## START TEXT EXCERPT

I only came out to 6 trusted friends... But one of those friends told someone else, I don't think I can quite forgive him for that... I hate the fact that people know, I can't stand it... At first I liked the fact that I could be me, but my best friend, he keeps talking about it, saying "your mums not gonna have any grandkids" He thinks its funny, but it hurts. I keep telling him to stop, but no, he wont. I'm still coming to terms fully with the fact that I'm a lesbian, and being constantly reminded of it every second of the day doesnt help. The other 4 people are being sooo supportive, but its just those 2 that told someone. I want to go back inside the closet and hide there. It's just making me feel.... sad.
Awwww <3 your friend is being a real turd, tell him that and stop talking to him if he won't stop. Things will change throughout your whole life. These people who you don't like knowing about you won't be in your life forever. Stick with your friends who support you and ignore the rest.
I would also add that this person is wrong - there's no reason you can't have or adopt a child if that's something you decide you want to do in your life. I am very sorry that it's your best friend who's saying these things to you, despite asking him not to. But if he insists on making these kinds of comments even knowing that they hurt you, then some distance may be necessary. You deserve to be happy.
Totally untrue your mom won't have grandkids. You didn't trade in your uterus just because you're gay! There is embryo adoption and regular adoption, and then the good old fashion way... Tell him you're planning for the future and taking applications for sperm donors, and he need not apply. honestly, tell him it hurts your feelings. My guess is he doesn't know how it makes you feel.
I suppose this is part of what you can later look back to and say that the friends who were true friends stayed with you and some others left. Sadly, our society gets hung up on these labels and definitions and your friend may be, too. I agree that if he can't respect your request for him to stop saying things that hurt your feelings, you just need to distance yourself. You already figured out that he hurts you with what he says, now you need to protect yourself in case he doesn't stop. It's totally possible that he's just getting used to the idea and everything will be fine between you.

## END TEXT EXCERPT
## START SUPPLIED DATA

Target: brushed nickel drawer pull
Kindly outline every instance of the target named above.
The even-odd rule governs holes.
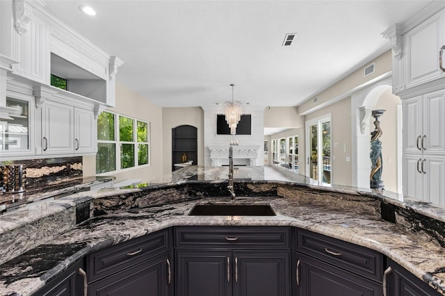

## END SUPPLIED DATA

**WHAT IS ASKED:**
**A.** Answer these questions about the coming-out thread:
(i) To how many trusted friends did the first poster originally come out?
(ii) What remark does the best friend keep making?
(iii) Which two kinds of adoption does one reply name?
**B.** Transcribe the coming-out thread from "I would also" to "makes you feel.".

**SOLUTIONS BELOW:**
**A.**
(i) Six.
(ii) "your mums not gonna have any grandkids"
(iii) Embryo adoption and regular adoption.

**B.**
I would also add that this person is wrong - there's no reason you can't have or adopt a child if that's something you decide you want to do in your life. I am very sorry that it's your best friend who's saying these things to you, despite asking him not to. But if he insists on making these kinds of comments even knowing that they hurt you, then some distance may be necessary. You deserve to be happy.
Totally untrue your mom won't have grandkids. You didn't trade in your uterus just because you're gay! There is embryo adoption and regular adoption, and then the good old fashion way... Tell him you're planning for the future and taking applications for sperm donors, and he need not apply. honestly, tell him it hurts your feelings. My guess is he doesn't know how it makes you feel.